■ OPDRACHT
Noem alle landen behalve Nederland die de tekst over teruggeleidingszaken hieronder noemt, elk land één keer.
═════ GEGEVEN TEKST ═════
Mede gelet op voornoemd advies wordt voorgesteld om de mogelijkheid tot het instellen van cassatieberoep in teruggeleidingszaken te beperken tot cassatie in het belang der wet. De cassatieprocedure neemt – nog afgezien van de procedure na verwijzing – gemiddeld 33 weken in beslag. Door het veelal feitelijke karakter van de geschilpunten in teruggeleidingszaken, heeft de cassatieprocedure niet zelden een beperkte toegevoegde waarde. De uitleg van het Haagse verdrag is voorts in de afgelopen jaren verduidelijkt, nu de Hoge Raad en het Europese Hof voor de Rechten van de Mens in een aantal zaken de begrenzingen van de in dit kader relevante bepalingen uit het Haagse verdrag hebben bepaald.

Nederland is met dit voorstel niet het enige land dat één mogelijkheid van regulier beroep in kinderontvoeringszaken toestaat. Ook in andere landen, waaronder Duitsland en Zwitserland, is er maar één mogelijkheid van regulier beroep.

b. Concentratie van rechtspraak in teruggeleidingszaken

Daarnaast stel ik voor de rechtspraak in teruggeleidingszaken te concentreren bij de Rechtbank 's-Gravenhage en het Gerechtshof 's-Gravenhage. Teruggeleidingszaken zijn geen routinekwestie. In 2006 tot en met 2008 waren er jaarlijks tussen de 10 en 20 zaken in eerste aanleg. Deze zaken waren verdeeld over de verschillende rechtbanken. Teruggeleidingszaken lenen zich voor concentratie, gelet op dit beperkte aantal, hun spoedeisende karakter en de vereiste deskundigheid voor de behandeling. De concentratie leidt tot een opbouw van expertise en een bundeling van de kennis en de contacten (contacten met andere rechters, het openbaar ministerie en andere betrokkenen). Dit versnelt de behandeling van de teruggeleidingszaken, en komt de kwaliteit van de rechtspraak ten goede.

Nederland is niet het eerste land dat tot concentratie van rechtspraak overgaat. Concentratie heeft ook plaatsgehad in andere landen, waaronder het Verenigd Koninkrijk, Frankrijk en Duitsland. De wijze van concentratie verschilt onder meer naar gelang de omvang en het rechtssysteem van het land.

c. Europese verdrag

Het voorstel voorziet ook in beperking van het cassatieberoep en concentratie van de rechtspraak in zaken van internationale kinderontvoering op grond van het Europese verdrag. Ook in deze zaken is een zo spoedig mogelijk herstel van de vóór de kinderontvoering bestaande situatie het uitgangspunt.
═════ VERSTREKTE GEGEVENS ═════
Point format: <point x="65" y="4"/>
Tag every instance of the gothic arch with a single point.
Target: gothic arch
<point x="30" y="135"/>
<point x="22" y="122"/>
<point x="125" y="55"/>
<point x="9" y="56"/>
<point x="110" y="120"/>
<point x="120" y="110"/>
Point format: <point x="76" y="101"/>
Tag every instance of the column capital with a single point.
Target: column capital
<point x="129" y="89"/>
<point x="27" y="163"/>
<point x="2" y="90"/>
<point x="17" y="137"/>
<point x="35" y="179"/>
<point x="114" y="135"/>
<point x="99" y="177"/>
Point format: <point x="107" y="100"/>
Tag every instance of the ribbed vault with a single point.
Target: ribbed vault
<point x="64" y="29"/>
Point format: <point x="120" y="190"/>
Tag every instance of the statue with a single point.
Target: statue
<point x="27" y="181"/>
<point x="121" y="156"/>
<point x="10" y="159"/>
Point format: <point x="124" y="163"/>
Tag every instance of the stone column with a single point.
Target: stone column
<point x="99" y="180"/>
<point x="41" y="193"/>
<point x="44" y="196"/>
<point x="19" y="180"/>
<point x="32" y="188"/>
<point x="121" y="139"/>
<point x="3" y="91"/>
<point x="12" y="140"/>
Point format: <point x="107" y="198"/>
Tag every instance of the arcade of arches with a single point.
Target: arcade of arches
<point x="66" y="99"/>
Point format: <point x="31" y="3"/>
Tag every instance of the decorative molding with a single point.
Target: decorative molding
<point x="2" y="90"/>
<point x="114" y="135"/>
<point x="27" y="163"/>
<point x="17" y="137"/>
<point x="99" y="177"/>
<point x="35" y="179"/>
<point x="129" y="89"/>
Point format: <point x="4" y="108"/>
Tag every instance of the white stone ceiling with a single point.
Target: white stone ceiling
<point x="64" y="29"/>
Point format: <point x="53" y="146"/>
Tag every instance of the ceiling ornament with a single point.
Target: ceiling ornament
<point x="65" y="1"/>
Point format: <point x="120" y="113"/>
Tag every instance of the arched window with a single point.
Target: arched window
═════
■ ANTWOORD
Duitsland, Zwitserland, het Verenigd Koninkrijk, Frankrijk